**What the task asks**
Copy down the listing below exactly. Do not include pictures.

**Input material**
-----
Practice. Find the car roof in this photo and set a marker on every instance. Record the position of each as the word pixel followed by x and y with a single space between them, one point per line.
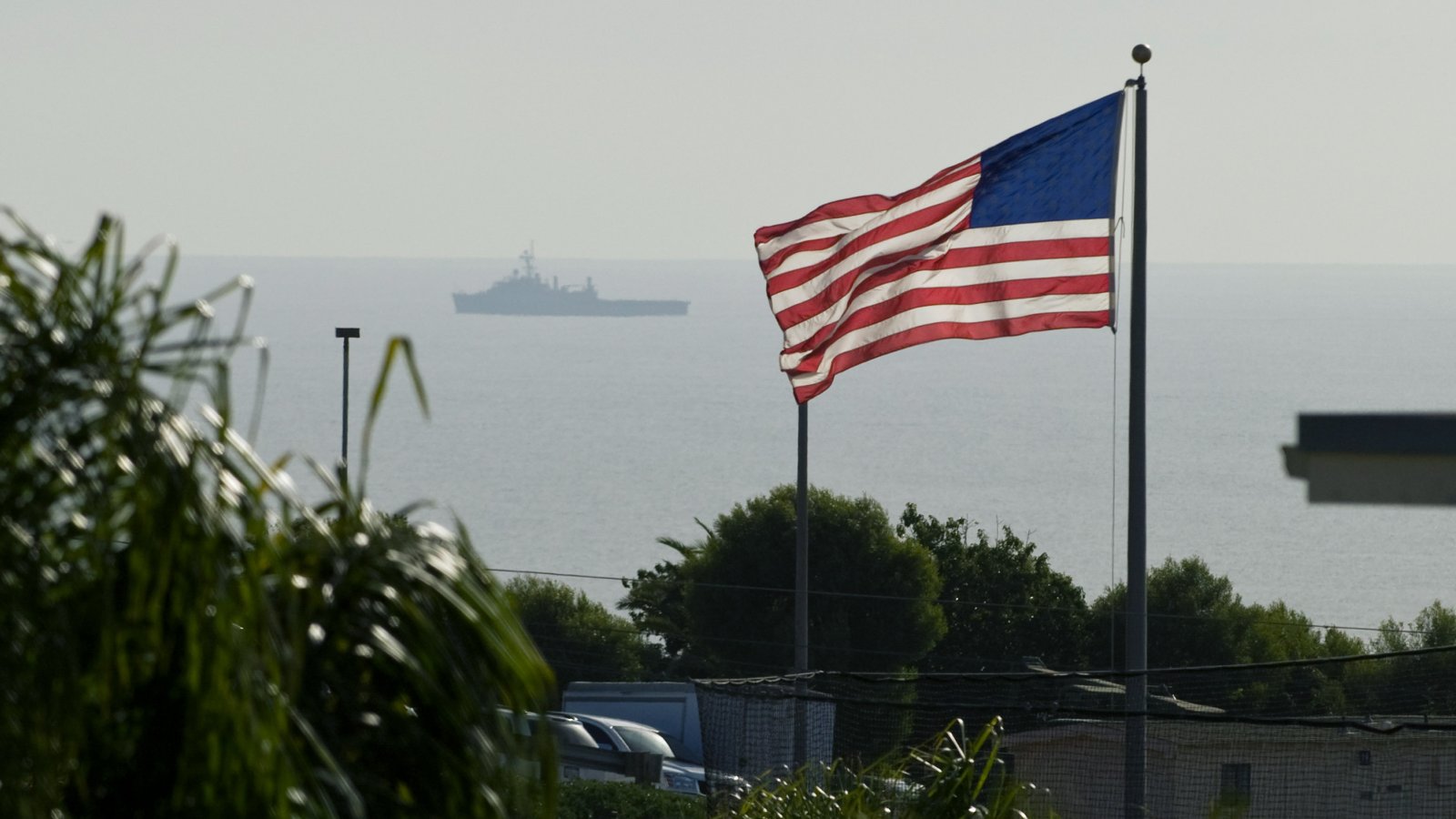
pixel 612 722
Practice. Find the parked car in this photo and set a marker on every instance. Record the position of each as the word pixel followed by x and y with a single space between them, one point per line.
pixel 679 775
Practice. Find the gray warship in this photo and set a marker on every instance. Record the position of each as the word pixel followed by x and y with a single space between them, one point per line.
pixel 526 293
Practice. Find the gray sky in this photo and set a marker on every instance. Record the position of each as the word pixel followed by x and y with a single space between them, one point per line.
pixel 641 128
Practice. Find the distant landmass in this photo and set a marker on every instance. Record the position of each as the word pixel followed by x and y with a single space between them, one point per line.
pixel 524 293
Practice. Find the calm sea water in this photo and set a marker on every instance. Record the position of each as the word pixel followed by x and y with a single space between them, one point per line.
pixel 570 445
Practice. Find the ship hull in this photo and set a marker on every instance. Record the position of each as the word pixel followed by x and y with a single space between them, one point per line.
pixel 558 307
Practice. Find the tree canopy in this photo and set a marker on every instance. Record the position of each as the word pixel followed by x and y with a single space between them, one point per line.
pixel 1002 599
pixel 577 636
pixel 181 632
pixel 725 605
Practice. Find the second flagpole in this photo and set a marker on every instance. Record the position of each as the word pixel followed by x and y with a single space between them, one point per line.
pixel 801 592
pixel 1136 653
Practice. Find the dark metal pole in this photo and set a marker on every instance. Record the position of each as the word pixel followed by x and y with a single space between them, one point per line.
pixel 346 332
pixel 1136 654
pixel 801 593
pixel 801 564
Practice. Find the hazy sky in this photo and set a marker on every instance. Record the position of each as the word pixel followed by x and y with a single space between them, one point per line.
pixel 635 128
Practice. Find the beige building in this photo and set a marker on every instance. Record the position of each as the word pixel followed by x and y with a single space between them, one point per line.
pixel 1276 771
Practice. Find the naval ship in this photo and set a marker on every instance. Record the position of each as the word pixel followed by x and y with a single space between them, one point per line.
pixel 526 293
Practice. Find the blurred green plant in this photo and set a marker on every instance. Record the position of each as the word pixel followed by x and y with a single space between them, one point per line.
pixel 181 632
pixel 951 775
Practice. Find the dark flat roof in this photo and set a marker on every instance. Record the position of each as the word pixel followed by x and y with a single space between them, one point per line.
pixel 1387 433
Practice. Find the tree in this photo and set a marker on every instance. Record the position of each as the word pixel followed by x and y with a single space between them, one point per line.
pixel 727 605
pixel 1194 618
pixel 182 636
pixel 1002 599
pixel 579 636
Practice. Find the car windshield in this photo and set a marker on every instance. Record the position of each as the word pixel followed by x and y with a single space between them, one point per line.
pixel 681 751
pixel 650 742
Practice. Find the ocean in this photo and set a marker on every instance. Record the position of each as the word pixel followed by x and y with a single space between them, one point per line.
pixel 570 445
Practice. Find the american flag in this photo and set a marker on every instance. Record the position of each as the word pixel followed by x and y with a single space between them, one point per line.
pixel 1011 241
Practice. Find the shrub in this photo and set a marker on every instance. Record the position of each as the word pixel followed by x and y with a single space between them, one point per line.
pixel 587 799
-----
**Result below**
Practice. Find the car roof in this photo and set a marker on every instance. Record the position of each as the word pixel followed by x and y with a single space between them, one point per line.
pixel 612 722
Practice. Find the parked car in this photo and set a marker on every instance. Record the position of each as the word pixel followed by x and y with a single space between them, one point per line.
pixel 679 775
Practice. Find the gray warship in this photo and set a marker on every instance. Record the position of each as the word pixel followed by x and y with a single space between them, one point per line.
pixel 526 293
Practice. Find the gray sky in this photo and set a marker on every instance. Record the position of each as the word pixel followed by x and y with a single space between them, one point per line.
pixel 641 128
Practice. Find the distant landmass in this photo and set a marker on every instance. Record the position of each as the word pixel followed by x and y with a single space between them, one point per line.
pixel 524 293
Practice. Find the calm sea water in this photo and set a marker on every instance. Record the position of each as the word pixel followed by x and y with a single space between them, one point per line.
pixel 570 445
Practice. Find the ship hull in this photo and set a marker on every instance. Record the position of each as the word pixel followed by x and y with a single space between them, one point per line.
pixel 558 307
Practice. Find the tree canopy in this photo and set a marker on every instance. Record the position of each as the word pixel followed by x and y with a single space between them, one point per line.
pixel 1002 599
pixel 577 636
pixel 181 632
pixel 725 605
Practice. Find the second flagpole in this photo and set a marker on every instance. Record the position of each as the word pixel followed by x and y with a single space between them, one point per line.
pixel 801 592
pixel 1136 653
Practice. Find the dark metal pole in this photo and set a marker on every instance. Record the position of each as the word pixel followed by x and y with a single space between them, one point per line.
pixel 346 332
pixel 1136 654
pixel 801 593
pixel 801 564
Practice. Find the hazy sky in this photo and set a marker on every instance. Record the position of each as the word pixel followed by x and y with a single space between them, one point per line.
pixel 635 128
Practice. Find the beige building in this photo and set a marker on every instance. Record the position of each as the word pixel followed by x and y with a single space between them, one point per line.
pixel 1276 771
Practice. Find the naval ship in this photo and set a marker on every instance. Record the position of each as the word pixel followed by x and y with a single space between them, one point per line.
pixel 526 293
Practice. Find the blurred green plant in this photo and set a marker on every instance. Record the position of each as the word pixel followed by x and y with a single space between them, one point per line.
pixel 181 632
pixel 951 775
Practice. Find the dark flat roof in this photo and set a marker on every instance. Record the position of each as the word pixel followed by x and y with a single space between them, one point per line.
pixel 1387 433
Practice. Find the tree in this photo and set a marker on every instance. Record the position of each as the word pixel followed by x and y with a single space between them, one point per line.
pixel 727 605
pixel 1194 618
pixel 182 636
pixel 1002 599
pixel 579 636
Practice. Find the car windshield in this photo and set a marker on every instance. Record the position of each as the word pixel followed by x and y with a single space between them, one point per line.
pixel 681 751
pixel 650 742
Practice. Find the ocean in this photo and set a marker on every instance. Record the position of each as the word pixel followed by x and y with a single space between them, one point per line.
pixel 570 445
Practice. Find the american flag in this photo and set a marker on every instance. Record the position of each as the word pixel followed by x and y with a single space between them, one point per line.
pixel 1011 241
Practice. Find the shrub in this photo and set a marker on every instance. Record the position of each as the word pixel followed by x and y with a single space between them, one point per line.
pixel 587 799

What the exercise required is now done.